◆ PASSAGE ◆
--- --- ---
Por Amarte Tanto is a Venezuelan telenovela written by Vivel Nouel and produced by Venevisión in 1993. This telenovela lasted 146 episodes and was distributed internationally by Venevisión International.

Viviana Gibelli and Jean Carlo Simancas starred as the main protagonists with Carolina Cristancho and Raúl Amundaray as the main antagonists.

Plot
Laura Vasquez has never been happy. Heiress to billionaire Gregorio Velasquez, her fortune has only caused her pain. Noble and shy, she constantly searches for a love pure and sincere. Luciana, who lives in the Vasquez mansion, has raised Laura. She has tried to be a mother to Laura, but she has never been able to erase the memory of her beautiful and elegant mother, Amanda Vasquez. Gregorio Vasquez owns an advertising agency where Luis Arturo Ramirez works as an account executive. Luis Arturo is an attractive young man who is always looking for an easy way out. He seeks financial security through women and his dream is to find a rich, single and beautiful heiress. He meets Laura and, from that moment on, he decides to win her heart. He also meets Damiana, a woman without any scruples, who happens to be Laura's cousin. His passion for Damiana will drive him into a tempestuous love triangle.
--- --- ---
◆ Rows of point annotation data ◆

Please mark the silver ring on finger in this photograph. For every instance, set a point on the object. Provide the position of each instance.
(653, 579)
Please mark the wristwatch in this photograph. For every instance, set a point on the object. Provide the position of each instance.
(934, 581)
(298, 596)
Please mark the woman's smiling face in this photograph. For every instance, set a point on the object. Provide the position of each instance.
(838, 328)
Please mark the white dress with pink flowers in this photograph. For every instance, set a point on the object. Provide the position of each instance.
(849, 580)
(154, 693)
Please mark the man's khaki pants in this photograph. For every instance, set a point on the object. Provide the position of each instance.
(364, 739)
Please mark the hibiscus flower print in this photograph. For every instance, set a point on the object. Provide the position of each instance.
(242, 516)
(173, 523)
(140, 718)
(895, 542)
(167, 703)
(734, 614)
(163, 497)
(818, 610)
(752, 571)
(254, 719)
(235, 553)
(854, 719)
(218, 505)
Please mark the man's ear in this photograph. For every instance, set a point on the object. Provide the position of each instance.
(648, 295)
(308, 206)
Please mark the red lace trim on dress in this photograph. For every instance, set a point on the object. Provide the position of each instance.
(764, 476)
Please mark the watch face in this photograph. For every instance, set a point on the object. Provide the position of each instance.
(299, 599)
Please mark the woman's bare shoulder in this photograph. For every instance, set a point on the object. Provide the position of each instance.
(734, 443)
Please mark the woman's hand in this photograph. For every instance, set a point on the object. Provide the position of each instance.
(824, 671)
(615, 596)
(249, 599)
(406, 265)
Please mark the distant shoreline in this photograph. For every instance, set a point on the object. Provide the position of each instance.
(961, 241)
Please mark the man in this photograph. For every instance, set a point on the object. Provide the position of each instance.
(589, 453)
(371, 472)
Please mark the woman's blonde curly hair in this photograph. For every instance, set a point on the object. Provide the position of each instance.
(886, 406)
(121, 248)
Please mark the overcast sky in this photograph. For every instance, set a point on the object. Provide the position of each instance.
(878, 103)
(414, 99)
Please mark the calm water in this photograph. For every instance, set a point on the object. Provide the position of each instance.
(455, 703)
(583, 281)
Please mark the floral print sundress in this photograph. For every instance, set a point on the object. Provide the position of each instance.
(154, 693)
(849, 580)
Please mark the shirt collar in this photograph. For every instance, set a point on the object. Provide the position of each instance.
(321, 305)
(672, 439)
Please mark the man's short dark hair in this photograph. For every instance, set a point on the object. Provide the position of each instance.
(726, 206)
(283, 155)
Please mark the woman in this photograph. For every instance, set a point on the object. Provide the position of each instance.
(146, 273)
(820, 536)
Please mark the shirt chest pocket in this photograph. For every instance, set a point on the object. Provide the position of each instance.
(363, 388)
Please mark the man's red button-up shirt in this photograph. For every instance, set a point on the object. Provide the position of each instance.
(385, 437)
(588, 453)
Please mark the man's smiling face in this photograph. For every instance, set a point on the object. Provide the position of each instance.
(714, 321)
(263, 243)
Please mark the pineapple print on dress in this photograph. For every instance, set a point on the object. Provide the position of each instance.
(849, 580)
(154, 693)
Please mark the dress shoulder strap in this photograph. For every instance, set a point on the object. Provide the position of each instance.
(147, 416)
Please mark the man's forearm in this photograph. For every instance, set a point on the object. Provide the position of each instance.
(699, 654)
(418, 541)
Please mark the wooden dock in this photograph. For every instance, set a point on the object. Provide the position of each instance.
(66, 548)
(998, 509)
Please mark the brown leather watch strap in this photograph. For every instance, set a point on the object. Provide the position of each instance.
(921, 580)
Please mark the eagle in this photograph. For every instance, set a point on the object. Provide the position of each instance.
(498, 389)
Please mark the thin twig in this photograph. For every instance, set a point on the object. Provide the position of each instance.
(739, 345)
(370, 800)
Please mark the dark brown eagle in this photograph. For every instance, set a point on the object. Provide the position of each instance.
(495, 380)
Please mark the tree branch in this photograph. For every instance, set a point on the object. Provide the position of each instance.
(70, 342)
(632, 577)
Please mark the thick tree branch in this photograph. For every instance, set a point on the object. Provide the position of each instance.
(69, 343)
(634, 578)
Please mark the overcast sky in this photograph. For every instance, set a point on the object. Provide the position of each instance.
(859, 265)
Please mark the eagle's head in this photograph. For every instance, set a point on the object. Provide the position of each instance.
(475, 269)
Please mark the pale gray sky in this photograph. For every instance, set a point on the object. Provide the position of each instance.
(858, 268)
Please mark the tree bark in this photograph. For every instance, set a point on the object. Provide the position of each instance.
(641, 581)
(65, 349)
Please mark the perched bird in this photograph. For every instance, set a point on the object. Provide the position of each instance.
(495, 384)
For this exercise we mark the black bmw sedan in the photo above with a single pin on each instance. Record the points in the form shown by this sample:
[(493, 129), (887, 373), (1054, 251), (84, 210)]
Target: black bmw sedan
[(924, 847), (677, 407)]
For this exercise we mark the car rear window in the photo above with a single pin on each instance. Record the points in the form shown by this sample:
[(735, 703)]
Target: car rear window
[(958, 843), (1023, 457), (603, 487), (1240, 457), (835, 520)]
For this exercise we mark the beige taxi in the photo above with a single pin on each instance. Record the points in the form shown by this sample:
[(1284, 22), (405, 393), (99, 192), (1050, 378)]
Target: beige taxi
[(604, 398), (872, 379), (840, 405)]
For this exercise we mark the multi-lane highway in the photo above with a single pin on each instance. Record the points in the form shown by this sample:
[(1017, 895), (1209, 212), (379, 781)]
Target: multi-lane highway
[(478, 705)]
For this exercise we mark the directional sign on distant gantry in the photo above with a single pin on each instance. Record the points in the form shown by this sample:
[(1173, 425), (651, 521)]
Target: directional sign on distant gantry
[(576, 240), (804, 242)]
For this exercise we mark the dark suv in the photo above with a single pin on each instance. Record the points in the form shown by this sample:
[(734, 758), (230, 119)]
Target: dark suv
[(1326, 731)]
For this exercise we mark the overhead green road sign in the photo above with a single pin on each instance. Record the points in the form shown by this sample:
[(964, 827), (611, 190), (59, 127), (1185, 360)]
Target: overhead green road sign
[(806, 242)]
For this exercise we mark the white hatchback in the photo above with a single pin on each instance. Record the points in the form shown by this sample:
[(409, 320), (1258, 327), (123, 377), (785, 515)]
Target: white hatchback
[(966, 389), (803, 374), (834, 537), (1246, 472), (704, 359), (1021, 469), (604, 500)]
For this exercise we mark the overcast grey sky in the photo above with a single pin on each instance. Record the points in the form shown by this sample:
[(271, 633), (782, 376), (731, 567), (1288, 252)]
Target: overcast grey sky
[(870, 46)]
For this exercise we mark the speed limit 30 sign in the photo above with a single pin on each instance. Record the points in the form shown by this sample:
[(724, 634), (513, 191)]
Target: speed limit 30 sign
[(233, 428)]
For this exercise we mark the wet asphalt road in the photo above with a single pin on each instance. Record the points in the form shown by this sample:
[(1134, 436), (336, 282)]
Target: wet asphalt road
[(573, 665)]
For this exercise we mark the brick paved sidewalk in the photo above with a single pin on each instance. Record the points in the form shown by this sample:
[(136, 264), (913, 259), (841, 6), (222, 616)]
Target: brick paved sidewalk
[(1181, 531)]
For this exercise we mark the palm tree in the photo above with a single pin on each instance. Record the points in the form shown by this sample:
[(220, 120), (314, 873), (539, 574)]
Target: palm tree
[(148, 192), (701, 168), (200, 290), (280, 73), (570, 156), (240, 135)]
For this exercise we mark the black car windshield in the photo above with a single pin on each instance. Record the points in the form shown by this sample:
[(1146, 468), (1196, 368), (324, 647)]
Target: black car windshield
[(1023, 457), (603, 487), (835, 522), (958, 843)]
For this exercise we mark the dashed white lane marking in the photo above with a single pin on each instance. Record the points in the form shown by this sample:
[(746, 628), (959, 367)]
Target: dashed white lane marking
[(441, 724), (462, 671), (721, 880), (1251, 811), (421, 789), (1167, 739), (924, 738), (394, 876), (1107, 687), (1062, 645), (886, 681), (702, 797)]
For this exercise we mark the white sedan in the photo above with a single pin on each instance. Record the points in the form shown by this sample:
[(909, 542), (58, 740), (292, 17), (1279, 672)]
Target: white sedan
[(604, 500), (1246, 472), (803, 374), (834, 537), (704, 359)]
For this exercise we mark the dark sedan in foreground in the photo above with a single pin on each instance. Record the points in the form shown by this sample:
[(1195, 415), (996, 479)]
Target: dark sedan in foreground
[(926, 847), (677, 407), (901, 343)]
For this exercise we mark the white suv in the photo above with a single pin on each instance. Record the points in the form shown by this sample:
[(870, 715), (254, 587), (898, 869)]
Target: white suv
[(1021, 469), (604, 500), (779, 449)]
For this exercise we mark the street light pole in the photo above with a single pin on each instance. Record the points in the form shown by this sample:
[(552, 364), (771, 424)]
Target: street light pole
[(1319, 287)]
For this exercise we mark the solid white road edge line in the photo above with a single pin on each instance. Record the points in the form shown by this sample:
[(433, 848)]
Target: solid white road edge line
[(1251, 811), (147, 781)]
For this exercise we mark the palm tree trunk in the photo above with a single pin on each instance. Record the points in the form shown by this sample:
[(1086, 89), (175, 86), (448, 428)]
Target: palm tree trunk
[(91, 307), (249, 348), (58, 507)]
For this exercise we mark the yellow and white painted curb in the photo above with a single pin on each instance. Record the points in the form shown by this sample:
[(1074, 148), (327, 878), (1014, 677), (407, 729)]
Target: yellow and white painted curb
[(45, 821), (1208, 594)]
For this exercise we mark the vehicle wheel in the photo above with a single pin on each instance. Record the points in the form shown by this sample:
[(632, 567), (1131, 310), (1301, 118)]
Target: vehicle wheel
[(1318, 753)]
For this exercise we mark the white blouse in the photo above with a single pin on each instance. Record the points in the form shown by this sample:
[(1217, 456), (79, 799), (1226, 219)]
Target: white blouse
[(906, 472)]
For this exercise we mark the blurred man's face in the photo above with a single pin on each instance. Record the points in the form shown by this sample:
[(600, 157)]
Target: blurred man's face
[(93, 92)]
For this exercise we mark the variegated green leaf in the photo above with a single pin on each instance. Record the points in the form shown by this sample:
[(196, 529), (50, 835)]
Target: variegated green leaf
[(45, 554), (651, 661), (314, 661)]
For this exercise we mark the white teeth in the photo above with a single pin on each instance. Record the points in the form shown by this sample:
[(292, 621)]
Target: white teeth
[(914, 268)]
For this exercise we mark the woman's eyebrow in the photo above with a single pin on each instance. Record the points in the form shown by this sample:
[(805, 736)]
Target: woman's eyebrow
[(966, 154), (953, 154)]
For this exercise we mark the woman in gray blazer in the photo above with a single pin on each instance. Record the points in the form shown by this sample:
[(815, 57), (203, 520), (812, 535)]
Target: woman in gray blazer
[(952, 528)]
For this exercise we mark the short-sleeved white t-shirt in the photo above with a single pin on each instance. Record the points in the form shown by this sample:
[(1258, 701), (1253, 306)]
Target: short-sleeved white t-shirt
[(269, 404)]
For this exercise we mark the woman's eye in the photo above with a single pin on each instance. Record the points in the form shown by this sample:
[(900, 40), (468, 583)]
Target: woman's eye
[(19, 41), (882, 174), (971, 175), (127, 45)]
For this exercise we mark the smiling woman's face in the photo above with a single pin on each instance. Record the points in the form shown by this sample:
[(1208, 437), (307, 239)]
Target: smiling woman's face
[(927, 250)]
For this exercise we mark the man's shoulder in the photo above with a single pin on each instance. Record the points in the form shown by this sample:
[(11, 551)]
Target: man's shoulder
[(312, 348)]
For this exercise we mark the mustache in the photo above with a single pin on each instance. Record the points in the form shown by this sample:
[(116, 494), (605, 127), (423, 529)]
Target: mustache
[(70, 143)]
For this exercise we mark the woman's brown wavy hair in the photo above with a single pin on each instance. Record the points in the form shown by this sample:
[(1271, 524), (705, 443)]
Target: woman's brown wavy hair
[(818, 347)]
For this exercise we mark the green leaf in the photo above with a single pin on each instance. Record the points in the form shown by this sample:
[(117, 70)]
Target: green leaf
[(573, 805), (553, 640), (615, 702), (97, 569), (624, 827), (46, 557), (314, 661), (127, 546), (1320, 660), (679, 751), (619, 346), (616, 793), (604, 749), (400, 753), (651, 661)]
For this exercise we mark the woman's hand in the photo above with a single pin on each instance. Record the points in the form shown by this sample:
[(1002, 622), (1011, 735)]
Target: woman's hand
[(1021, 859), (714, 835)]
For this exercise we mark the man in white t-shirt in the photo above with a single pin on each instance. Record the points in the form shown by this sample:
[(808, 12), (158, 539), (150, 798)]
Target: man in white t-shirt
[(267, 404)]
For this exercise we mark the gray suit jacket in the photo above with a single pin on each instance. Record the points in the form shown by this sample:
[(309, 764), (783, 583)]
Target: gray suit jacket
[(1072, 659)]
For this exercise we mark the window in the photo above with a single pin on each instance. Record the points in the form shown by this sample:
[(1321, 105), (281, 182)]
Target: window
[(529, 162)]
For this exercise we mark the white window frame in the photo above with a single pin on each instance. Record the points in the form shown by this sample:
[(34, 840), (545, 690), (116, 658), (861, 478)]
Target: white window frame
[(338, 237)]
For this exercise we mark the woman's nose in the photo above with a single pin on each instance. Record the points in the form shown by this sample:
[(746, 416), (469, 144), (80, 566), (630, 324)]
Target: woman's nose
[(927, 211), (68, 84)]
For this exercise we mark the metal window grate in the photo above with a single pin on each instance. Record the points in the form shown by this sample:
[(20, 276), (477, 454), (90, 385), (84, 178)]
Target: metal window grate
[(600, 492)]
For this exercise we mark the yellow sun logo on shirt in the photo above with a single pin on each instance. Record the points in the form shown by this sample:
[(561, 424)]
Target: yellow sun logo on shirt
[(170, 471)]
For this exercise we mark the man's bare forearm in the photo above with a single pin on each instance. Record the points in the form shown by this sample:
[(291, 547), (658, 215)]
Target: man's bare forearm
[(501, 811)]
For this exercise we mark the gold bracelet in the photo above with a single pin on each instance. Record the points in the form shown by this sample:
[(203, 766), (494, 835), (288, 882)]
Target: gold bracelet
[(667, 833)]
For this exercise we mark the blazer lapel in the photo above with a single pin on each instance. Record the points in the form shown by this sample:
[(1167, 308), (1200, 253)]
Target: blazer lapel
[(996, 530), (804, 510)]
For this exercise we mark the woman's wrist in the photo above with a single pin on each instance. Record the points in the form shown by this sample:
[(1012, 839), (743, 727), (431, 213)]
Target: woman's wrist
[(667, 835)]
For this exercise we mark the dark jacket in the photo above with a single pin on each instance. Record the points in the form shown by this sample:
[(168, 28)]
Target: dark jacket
--- --- ---
◆ TO BE DONE ◆
a) Print the text about the telenovela Por Amarte Tanto in full, word for word.
b) Render the rows starting at the line containing "For this exercise we mark the dark sedan" and ending at the line containing "[(906, 472)]" as a Markdown table with the columns No. and Line. Number each line, skip any blank lines, and include only those rows.
The telenovela text and the rows are separate material with no link between them.

◆ SOLUTIONS BY TASK ◆
a)
Por Amarte Tanto is a Venezuelan telenovela written by Vivel Nouel and produced by Venevisión in 1993. This telenovela lasted 146 episodes and was distributed internationally by Venevisión International.

Viviana Gibelli and Jean Carlo Simancas starred as the main protagonists with Carolina Cristancho and Raúl Amundaray as the main antagonists.

Plot
Laura Vasquez has never been happy. Heiress to billionaire Gregorio Velasquez, her fortune has only caused her pain. Noble and shy, she constantly searches for a love pure and sincere. Luciana, who lives in the Vasquez mansion, has raised Laura. She has tried to be a mother to Laura, but she has never been able to erase the memory of her beautiful and elegant mother, Amanda Vasquez. Gregorio Vasquez owns an advertising agency where Luis Arturo Ramirez works as an account executive. Luis Arturo is an attractive young man who is always looking for an easy way out. He seeks financial security through women and his dream is to find a rich, single and beautiful heiress. He meets Laura and, from that moment on, he decides to win her heart. He also meets Damiana, a woman without any scruples, who happens to be Laura's cousin. His passion for Damiana will drive him into a tempestuous love triangle.

b)
| No. | Line |
|---|---|
| 1 | For this exercise we mark the dark sedan in foreground in the photo above with a single pin on each instance. Record the points in the form shown by this sample: |
| 2 | [(1195, 415), (996, 479)] |
| 3 | Target: dark sedan in foreground |
| 4 | [(926, 847), (677, 407), (901, 343)] |
| 5 | For this exercise we mark the white suv in the photo above with a single pin on each instance. Record the points in the form shown by this sample: |
| 6 | [(870, 715), (254, 587), (898, 869)] |
| 7 | Target: white suv |
| 8 | [(1021, 469), (604, 500), (779, 449)] |
| 9 | For this exercise we mark the street light pole in the photo above with a single pin on each instance. Record the points in the form shown by this sample: |
| 10 | [(552, 364), (771, 424)] |
| 11 | Target: street light pole |
| 12 | [(1319, 287)] |
| 13 | For this exercise we mark the solid white road edge line in the photo above with a single pin on each instance. Record the points in the form shown by this sample: |
| 14 | [(433, 848)] |
| 15 | Target: solid white road edge line |
| 16 | [(1251, 811), (147, 781)] |
| 17 | For this exercise we mark the palm tree trunk in the photo above with a single pin on each instance. Record the points in the form shown by this sample: |
| 18 | [(1086, 89), (175, 86), (448, 428)] |
| 19 | Target: palm tree trunk |
| 20 | [(91, 307), (249, 348), (58, 507)] |
| 21 | For this exercise we mark the yellow and white painted curb in the photo above with a single pin on each instance. Record the points in the form shown by this sample: |
| 22 | [(1074, 148), (327, 878), (1014, 677), (407, 729)] |
| 23 | Target: yellow and white painted curb |
| 24 | [(45, 821), (1208, 594)] |
| 25 | For this exercise we mark the vehicle wheel in the photo above with a single pin on each instance. Record the points in the form shown by this sample: |
| 26 | [(632, 567), (1131, 310), (1301, 118)] |
| 27 | Target: vehicle wheel |
| 28 | [(1318, 753)] |
| 29 | For this exercise we mark the white blouse in the photo above with a single pin on each instance. Record the points in the form shown by this sample: |
| 30 | [(1217, 456), (79, 799), (1226, 219)] |
| 31 | Target: white blouse |
| 32 | [(906, 472)] |